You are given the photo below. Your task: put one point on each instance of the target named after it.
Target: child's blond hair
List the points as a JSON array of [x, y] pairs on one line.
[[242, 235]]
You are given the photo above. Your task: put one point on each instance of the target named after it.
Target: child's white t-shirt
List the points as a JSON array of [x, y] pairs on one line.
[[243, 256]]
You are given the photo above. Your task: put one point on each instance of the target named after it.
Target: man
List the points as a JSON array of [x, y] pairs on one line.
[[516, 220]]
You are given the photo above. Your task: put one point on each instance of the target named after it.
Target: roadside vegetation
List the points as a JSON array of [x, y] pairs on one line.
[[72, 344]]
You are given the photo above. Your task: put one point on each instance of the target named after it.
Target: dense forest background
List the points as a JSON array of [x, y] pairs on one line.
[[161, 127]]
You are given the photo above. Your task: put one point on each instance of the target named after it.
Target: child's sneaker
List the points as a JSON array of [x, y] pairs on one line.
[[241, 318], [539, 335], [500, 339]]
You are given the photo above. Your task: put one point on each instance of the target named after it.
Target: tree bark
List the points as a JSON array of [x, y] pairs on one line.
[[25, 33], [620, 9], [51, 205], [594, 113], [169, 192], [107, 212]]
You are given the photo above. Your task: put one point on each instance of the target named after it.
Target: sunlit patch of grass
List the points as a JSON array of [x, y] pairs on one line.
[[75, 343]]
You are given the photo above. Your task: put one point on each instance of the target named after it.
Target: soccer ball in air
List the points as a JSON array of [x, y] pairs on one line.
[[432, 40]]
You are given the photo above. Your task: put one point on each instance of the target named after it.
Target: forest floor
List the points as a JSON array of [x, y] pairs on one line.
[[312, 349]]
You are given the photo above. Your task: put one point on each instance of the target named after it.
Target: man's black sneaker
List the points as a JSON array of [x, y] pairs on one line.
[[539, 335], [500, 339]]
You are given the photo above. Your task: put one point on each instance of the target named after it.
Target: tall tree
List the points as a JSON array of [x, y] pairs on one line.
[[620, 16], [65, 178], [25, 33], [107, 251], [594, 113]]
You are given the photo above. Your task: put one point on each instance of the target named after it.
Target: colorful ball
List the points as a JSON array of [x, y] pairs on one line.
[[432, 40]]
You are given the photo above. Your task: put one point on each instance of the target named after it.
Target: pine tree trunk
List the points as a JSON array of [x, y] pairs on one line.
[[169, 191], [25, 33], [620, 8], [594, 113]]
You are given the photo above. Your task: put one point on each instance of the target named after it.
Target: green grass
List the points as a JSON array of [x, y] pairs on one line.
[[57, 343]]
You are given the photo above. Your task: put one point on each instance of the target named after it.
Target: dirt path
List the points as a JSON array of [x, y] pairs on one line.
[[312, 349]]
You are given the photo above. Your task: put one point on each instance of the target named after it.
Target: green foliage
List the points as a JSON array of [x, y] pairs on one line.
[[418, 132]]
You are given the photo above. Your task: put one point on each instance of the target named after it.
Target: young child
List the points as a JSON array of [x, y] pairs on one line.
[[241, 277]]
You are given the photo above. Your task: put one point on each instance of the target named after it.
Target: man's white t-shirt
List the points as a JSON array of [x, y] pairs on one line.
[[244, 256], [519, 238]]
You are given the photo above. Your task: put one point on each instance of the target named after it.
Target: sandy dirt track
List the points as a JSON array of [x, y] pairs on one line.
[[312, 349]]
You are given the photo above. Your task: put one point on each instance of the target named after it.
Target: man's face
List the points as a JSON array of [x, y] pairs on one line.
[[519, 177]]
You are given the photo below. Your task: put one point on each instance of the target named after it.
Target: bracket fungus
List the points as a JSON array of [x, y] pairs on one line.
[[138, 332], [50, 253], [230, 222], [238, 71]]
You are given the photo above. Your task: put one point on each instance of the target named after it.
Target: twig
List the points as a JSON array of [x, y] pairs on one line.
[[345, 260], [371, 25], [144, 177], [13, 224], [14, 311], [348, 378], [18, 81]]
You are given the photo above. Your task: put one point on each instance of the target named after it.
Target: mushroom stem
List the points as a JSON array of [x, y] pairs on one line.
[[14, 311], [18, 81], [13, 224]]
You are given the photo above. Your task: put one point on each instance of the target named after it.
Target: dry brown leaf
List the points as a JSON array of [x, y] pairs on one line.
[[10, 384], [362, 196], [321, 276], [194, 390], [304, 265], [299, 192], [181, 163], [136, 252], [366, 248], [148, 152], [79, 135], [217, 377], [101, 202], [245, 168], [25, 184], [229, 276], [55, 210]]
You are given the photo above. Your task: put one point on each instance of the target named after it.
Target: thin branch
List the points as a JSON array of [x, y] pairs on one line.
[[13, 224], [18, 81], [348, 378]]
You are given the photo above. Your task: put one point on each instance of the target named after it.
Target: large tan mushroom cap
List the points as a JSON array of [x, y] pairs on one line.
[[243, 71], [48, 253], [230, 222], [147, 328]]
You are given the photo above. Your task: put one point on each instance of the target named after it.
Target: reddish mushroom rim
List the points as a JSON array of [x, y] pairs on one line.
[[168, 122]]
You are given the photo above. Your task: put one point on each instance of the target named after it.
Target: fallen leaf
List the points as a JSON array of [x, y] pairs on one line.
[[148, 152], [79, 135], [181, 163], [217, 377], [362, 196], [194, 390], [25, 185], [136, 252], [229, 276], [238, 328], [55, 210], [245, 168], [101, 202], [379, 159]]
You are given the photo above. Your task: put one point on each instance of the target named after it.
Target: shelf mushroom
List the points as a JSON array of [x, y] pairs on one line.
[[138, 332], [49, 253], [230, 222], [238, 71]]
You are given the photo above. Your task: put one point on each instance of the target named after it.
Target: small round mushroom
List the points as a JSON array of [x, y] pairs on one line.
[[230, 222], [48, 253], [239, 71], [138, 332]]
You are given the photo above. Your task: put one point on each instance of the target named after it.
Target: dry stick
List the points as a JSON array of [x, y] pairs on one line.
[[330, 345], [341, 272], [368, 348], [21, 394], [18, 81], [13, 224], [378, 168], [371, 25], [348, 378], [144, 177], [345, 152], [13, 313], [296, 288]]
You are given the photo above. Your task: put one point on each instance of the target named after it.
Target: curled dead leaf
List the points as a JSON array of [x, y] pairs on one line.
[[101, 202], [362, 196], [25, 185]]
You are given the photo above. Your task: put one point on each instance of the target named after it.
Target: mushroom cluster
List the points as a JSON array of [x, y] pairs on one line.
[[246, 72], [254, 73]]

=-=-=-=-=

Copy every item above word for word, from the first to the last.

▸ **SOLUTION FOR THIS PROBLEM**:
You are given the photo below. Your task: put one point on each instance of the target named after it.
Target: child's blond hair
List the points as a JSON array of [x, y] pairs on one line.
[[242, 235]]
You are given the photo above. Your task: put one point on each instance of the target named after it.
Target: child's white t-shirt
List the points as a JSON array of [x, y] pairs on one line.
[[243, 256]]
You are given the photo above. Your task: put one point on each instance of the target named after it.
Target: man
List the points as a JSON array of [x, y] pairs on one line.
[[516, 220]]
You are given the photo above. Your task: put one point on each instance of the target named after it.
Target: roadside vegetation
List the points as a JSON array of [x, y] pairs on one line.
[[72, 344]]
You are given the photo above. Your task: put one point on each instance of the target named after it.
Target: dense forest background
List the points as a JSON array of [x, y] pairs on one line.
[[161, 127]]
You are given the photo above. Your task: put one point on each instance of the target named after it.
Target: child's sneaker
List the points as a JSON array of [x, y] pairs on one line.
[[241, 318], [539, 335], [500, 339]]
You are given the photo above. Your task: put one point on each instance of the target named after it.
Target: tree bark
List the points as a JSON array of [x, y] pairs on one line.
[[25, 33], [620, 9], [51, 205], [594, 113], [169, 192], [107, 212]]
You are given the photo above. Your task: put one point on each instance of the target named after it.
Target: sunlit patch of grass
List the points as a JSON array of [x, y] pairs on one line.
[[75, 343]]
You are given the photo above. Your task: put one point on each instance of the target named after it.
Target: soccer ball in air
List the points as a JSON array of [x, y] pairs on one line.
[[432, 40]]
You are given the photo above. Your task: put one point on each instance of the target named after it.
Target: forest floor
List the points as a JSON array of [x, y] pairs on one line.
[[312, 349]]
You are given the photo above. Your task: put one point on each instance of the target named after it.
Target: man's black sneaker
List the points as a JSON array of [x, y] pairs on one line.
[[539, 335], [500, 339]]
You are given the photo above. Your task: put one point on each instance of the target named after it.
Target: tall tree
List the points as a JSON array of [x, y] pairs on one line.
[[620, 16], [65, 178], [25, 33], [107, 251], [594, 113]]
You are given the photo above. Your task: put one point on each instance of the target named after it.
Target: colorful ball
List the points as a JSON array of [x, y] pairs on one line.
[[432, 40]]
You are given the photo above. Your task: put one point on each instance of the target named after it.
Target: pine tree trunk
List the points as a JSON array of [x, y] pairs on one line.
[[169, 191], [25, 33], [620, 8], [594, 113]]
You are given the photo above. Your task: put one point on each instance of the target named after it.
Target: green grass
List the points as a JSON array of [x, y] pairs on one line.
[[57, 343]]
You are given the photo above. Your task: put one point on each instance of the target named after it.
Target: dirt path
List the points as a JSON array of [x, y] pairs on one line.
[[312, 349]]
You are given the photo above. Your task: put one point on each instance of the target named after it.
Target: green foliage
List the points as a JSON array of [x, y] pairs on one line.
[[418, 132]]
You are given the photo above. Your task: put one point on each instance of the target named after it.
Target: young child
List the points as a JSON array of [x, y] pairs on one line.
[[241, 277]]
You are given the photo above. Your task: put one point on each instance of the target named after it.
Target: man's white t-shirt
List the points as a JSON array of [x, y] pairs on one line.
[[244, 256], [519, 238]]
You are given the photo above. Your task: put one point on each instance of the target named after it.
Target: sandy dirt track
List the points as a JSON array of [x, y] pairs on one line.
[[312, 349]]
You are given the photo above. Your task: put one point on each instance of the target named after it.
Target: man's face
List the points as a JSON array of [x, y] pairs on one line.
[[519, 177]]
You are given the photo below. Your task: put one point on each instance of the target named after it.
Target: bracket fungus
List the points as a JSON array of [x, y] pairs on one line.
[[138, 332], [50, 253], [230, 222], [238, 71]]
You are given the photo above. Your task: put one point on each instance of the target named after it.
Target: twig
List the points as a JSON array of [x, y] pairs on one line.
[[345, 260], [371, 25], [144, 177], [13, 224], [14, 311], [348, 378], [18, 81]]
You are given the photo above. Your task: put one point on each instance of the target named after it.
Target: mushroom stem
List the points as a JSON array of [x, y] pairs on one line.
[[14, 311], [18, 81], [13, 224]]
You are given the photo above. Your task: put one point on each instance of the target named after it.
Target: dry brown leaf
List the points as a JSON array of [x, y] pairs on one line.
[[10, 384], [362, 196], [321, 276], [194, 390], [304, 265], [299, 192], [181, 163], [136, 252], [366, 248], [148, 152], [79, 135], [217, 377], [101, 202], [245, 168], [25, 184], [229, 276], [55, 210]]
You are given the photo above. Your task: put one point on each instance of the target named after it.
Target: thin branch
List the points as a JSON array of [x, y] pairs on one line.
[[13, 224], [18, 81], [348, 378]]
You are given the photo above. Your task: put one point on each instance of the target named after it.
Target: large tan mushroom cap
List the points as a JSON array of [x, y] pairs on one line.
[[243, 71], [48, 253], [230, 222], [147, 328]]
You are given the photo above. Your task: put one point on each instance of the target named after it.
Target: reddish mushroom rim
List the points as a JSON array of [x, y] pairs on one line.
[[168, 122]]
You are given the photo above. Your task: put one point on each instance of the target named after it.
Target: fallen leaf
List the points as a JSON array of [x, y] pairs on one line.
[[148, 152], [79, 135], [181, 163], [217, 377], [362, 196], [194, 390], [25, 185], [136, 252], [229, 276], [238, 328], [55, 210], [245, 168], [101, 202], [379, 159]]
You are given the photo above. Your task: put one point on each instance of the target named after it.
Target: shelf mushroom
List the points as a JSON array of [x, y] pairs on one line.
[[138, 332], [49, 253], [230, 222], [238, 71]]
You are given the photo above. Your task: put one point on each instance of the target named after it.
Target: small round mushroom
List the points as a JSON array of [x, y] pairs on one line.
[[230, 222], [48, 253], [239, 71], [138, 332]]
You are given the photo above. Your task: put one point on each instance of the target named after it.
Target: dry stick
List the points as a JSON array of [x, y] pairs on one line.
[[330, 345], [341, 272], [368, 348], [21, 394], [18, 81], [13, 224], [378, 168], [371, 25], [348, 378], [144, 177], [345, 152], [13, 313], [296, 288]]
You are given the photo above. Your task: put one point on each instance of the target named after it.
Target: curled dead leaf
List the points as a JSON array of [x, y] pairs on one line.
[[101, 202], [362, 196], [25, 185]]
You are given the photo above. Your task: put one point on each instance of the target named after it.
Target: mushroom cluster
List the points as a JSON array of [x, y] pairs on one line.
[[246, 72], [254, 73]]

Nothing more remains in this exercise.